======== TEXTO PROPORCIONADO ========

Estudios de Historia Moderna y Contemporánea de México

 

Elisa Servín, Ruptura y oposición. El movimiento henriquista 1945-1954,
México, Cal y Arena, 2001.

Pablo Serrano Álvarez


Desde hace más de diez años conocí la investigación que emprendía Elisa Servín sobre el henriquismo, un movimiento político y social que puso en entredicho a la tan llevada y traída unidad nacional que propugnaban los gobiernos posrevolucionarios, y que servía de justificación para la estabilidad política y social, el desarrollo económico estatista, la posición del partido oficial llamado PRI y los mecanismos de un sistema político que cada vez más se convertía en autoritario.

A movimientos como el sinarquismo, el jaramillismo, el cedillismo o el henriquismo, provenientes de las derechas o las izquierdas o el centro, algo los identificaba plenamente: el origen en el periodo presidencial de Lázaro Cárdenas, el gran cimentador del sistema político posrevolucionario y autoritario.

Dichos movimientos sociales y políticos llevaron la oposición antigubernamental, pero también llevaron tras de sí a las masas sociales descontentas con los resultados, en la práctica, de la Revolución Mexicana. Casi todos, ensalzaron la tradición, pero también la modernidad y cuestionaron hasta la médula a los revolucionarios en el poder y la instrumentación de la Constitución, ya sea en la palestra de la reforma agraria, las medidas que beneficiaban a los obreros, la cuestión educativa, la religión o las formas que adquiría la democracia moderna mexicana.

Durante los treinta, los cuarenta o los cincuenta, la oposición social o política cuestionó duramente a los gobiernos encabezados por Cárdenas, Ávila Camacho o Miguel Alemán, haciéndose acreedores de la movilización oposicionista en la nación, involucrando a campesinos, obreros y trabajadores, clases medias, intelectuales y oligarquías enraizadas en las regiones.

======== DATOS PROPORCIONADOS ========

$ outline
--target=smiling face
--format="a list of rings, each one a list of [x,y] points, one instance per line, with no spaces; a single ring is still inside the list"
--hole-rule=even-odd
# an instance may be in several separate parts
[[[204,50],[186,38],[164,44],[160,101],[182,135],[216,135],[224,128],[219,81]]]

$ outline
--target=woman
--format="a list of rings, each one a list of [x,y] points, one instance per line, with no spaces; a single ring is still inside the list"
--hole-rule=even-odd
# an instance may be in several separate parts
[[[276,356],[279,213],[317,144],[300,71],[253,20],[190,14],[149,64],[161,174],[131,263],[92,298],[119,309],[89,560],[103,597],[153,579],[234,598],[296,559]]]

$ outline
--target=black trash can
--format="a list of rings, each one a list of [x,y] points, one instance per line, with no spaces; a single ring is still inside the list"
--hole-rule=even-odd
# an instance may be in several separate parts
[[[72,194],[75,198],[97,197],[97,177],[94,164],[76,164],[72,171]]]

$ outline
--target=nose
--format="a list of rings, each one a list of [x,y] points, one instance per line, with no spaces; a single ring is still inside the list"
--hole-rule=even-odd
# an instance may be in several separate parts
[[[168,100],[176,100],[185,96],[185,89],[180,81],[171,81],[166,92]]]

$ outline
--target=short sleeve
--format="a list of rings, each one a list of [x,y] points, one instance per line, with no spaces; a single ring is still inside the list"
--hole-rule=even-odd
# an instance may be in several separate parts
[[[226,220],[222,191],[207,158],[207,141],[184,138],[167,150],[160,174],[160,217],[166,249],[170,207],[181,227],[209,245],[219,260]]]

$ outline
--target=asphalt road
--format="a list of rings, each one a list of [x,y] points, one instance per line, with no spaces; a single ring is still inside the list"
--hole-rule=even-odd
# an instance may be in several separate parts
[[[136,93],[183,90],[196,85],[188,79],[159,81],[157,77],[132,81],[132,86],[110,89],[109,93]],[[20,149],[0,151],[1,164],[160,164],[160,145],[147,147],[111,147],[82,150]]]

========
======== DATOS PROPORCIONADOS ========

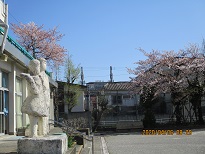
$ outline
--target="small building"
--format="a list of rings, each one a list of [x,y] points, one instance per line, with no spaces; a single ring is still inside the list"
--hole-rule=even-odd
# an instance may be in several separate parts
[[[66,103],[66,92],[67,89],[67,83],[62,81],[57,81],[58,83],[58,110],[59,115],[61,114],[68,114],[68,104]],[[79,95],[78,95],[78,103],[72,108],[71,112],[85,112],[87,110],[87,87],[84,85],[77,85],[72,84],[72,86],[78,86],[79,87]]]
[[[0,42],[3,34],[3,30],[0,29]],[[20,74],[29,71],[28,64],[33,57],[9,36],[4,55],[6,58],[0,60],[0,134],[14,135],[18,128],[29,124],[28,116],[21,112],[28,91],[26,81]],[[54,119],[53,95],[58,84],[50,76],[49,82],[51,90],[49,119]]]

========
======== DATOS PROPORCIONADOS ========

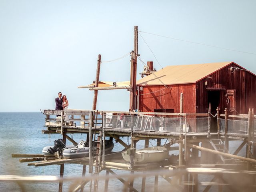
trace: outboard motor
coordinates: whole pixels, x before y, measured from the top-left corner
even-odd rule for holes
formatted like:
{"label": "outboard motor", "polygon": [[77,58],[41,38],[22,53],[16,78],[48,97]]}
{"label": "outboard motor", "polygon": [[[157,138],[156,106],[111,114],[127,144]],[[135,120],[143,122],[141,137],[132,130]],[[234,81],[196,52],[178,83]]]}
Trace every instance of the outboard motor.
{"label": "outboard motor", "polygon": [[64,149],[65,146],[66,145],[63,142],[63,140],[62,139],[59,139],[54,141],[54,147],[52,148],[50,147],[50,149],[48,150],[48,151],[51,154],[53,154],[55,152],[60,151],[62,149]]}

========

» **EJERCICIOS PROPUESTOS**:
**a)** Responda las siguientes preguntas a partir de la reseña sobre el movimiento henriquista:
(i) ¿Qué editorial publicó el libro de Elisa Servín y en qué año?
(ii) ¿Qué presidente se señala como el origen común de movimientos como el sinarquismo, el jaramillismo, el cedillismo o el henriquismo?
(iii) ¿Qué grupos involucró la movilización oposicionista durante los treinta, los cuarenta o los cincuenta?
**b)** Seleccione y copie cada línea de las filas que contenga la palabra "outboard".

» **RESPUESTAS**:
**a)**
(i) Cal y Arena, en 2001.
(ii) Lázaro Cárdenas.
(iii) Campesinos, obreros y trabajadores, clases medias, intelectuales y oligarquías enraizadas en las regiones.

**b)**
trace: outboard motor
{"label": "outboard motor", "polygon": [[77,58],[41,38],[22,53],[16,78],[48,97]]}
{"label": "outboard motor", "polygon": [[[157,138],[156,106],[111,114],[127,144]],[[135,120],[143,122],[141,137],[132,130]],[[234,81],[196,52],[178,83]]]}
Trace every instance of the outboard motor.
{"label": "outboard motor", "polygon": [[64,149],[65,146],[66,145],[63,142],[63,140],[62,139],[59,139],[54,141],[54,147],[52,148],[50,147],[50,149],[48,150],[48,151],[51,154],[53,154],[55,152],[60,151],[62,149]]}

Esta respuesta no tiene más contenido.